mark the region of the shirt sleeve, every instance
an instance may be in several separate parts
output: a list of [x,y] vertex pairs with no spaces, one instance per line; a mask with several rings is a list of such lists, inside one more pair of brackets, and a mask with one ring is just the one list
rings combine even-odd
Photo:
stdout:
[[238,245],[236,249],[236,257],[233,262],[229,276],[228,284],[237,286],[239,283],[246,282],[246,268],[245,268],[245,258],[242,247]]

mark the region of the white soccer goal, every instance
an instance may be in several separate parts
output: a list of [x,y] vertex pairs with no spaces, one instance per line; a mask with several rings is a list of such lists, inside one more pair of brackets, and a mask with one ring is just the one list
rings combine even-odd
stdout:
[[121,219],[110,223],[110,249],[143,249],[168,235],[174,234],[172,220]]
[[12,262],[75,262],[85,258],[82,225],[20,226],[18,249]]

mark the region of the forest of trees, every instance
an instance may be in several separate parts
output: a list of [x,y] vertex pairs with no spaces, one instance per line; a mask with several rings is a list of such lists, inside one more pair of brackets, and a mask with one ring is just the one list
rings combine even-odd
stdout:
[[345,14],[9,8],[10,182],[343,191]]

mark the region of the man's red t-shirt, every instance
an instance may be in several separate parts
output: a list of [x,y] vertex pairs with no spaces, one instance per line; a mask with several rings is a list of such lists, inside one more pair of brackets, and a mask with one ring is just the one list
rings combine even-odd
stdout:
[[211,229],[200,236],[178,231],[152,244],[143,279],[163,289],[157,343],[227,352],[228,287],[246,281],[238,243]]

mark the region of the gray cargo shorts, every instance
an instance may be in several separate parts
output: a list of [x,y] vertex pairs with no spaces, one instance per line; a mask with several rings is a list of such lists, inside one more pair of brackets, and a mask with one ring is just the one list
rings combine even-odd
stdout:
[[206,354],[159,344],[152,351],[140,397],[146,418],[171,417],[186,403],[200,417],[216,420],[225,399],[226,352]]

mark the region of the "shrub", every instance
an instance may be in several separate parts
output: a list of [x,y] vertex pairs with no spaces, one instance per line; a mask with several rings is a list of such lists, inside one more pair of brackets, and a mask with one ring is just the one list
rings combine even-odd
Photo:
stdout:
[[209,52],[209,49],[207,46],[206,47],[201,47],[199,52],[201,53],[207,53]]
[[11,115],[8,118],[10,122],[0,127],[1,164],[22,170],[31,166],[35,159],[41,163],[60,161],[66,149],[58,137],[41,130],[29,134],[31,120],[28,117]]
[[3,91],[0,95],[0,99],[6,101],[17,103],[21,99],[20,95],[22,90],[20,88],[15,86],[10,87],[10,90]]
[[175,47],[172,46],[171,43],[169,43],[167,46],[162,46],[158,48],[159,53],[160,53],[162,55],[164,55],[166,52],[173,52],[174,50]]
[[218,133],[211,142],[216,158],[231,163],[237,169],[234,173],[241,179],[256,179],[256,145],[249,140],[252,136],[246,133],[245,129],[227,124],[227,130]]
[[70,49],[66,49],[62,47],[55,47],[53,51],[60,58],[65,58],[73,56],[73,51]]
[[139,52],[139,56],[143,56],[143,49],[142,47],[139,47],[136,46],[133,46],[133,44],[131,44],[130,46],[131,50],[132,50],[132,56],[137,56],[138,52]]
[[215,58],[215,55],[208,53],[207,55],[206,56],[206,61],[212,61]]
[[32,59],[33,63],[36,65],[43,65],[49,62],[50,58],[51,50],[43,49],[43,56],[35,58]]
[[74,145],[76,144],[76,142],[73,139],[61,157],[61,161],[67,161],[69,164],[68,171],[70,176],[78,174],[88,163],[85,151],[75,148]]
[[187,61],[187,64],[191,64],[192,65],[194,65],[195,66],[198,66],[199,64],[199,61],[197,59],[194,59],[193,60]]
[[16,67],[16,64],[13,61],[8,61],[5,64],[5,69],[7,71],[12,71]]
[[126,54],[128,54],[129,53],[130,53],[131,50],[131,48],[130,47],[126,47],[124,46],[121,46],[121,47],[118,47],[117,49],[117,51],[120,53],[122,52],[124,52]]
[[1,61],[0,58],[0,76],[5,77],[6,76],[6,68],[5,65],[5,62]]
##############################
§ INSTRUCTION: Retype everything from the line containing "mark the region of the white" down to the line containing "[[345,14],[9,8],[10,182],[343,191]]", including both of those lines.

§ TASK RESULT:
mark the region of the white soccer goal, every instance
an instance may be in several separate parts
output: a list of [x,y] vertex pairs with no spaces, one instance per line; a mask with several rings is a list of such lists, inside one more pair of brackets, and a mask with one ring is just the one list
rings combine even-odd
stdout:
[[121,219],[110,223],[110,249],[143,249],[168,235],[174,234],[172,220]]
[[12,262],[75,262],[85,258],[82,225],[20,226],[18,249]]

mark the region of the forest of trees, every instance
an instance may be in several separate parts
output: a list of [x,y] vertex pairs with no spaces, one instance per line; a mask with several rings is a list of such lists, inside one more pair of brackets, and a mask with one ring is just the one list
rings combine even-odd
stdout:
[[345,14],[9,8],[10,182],[343,191]]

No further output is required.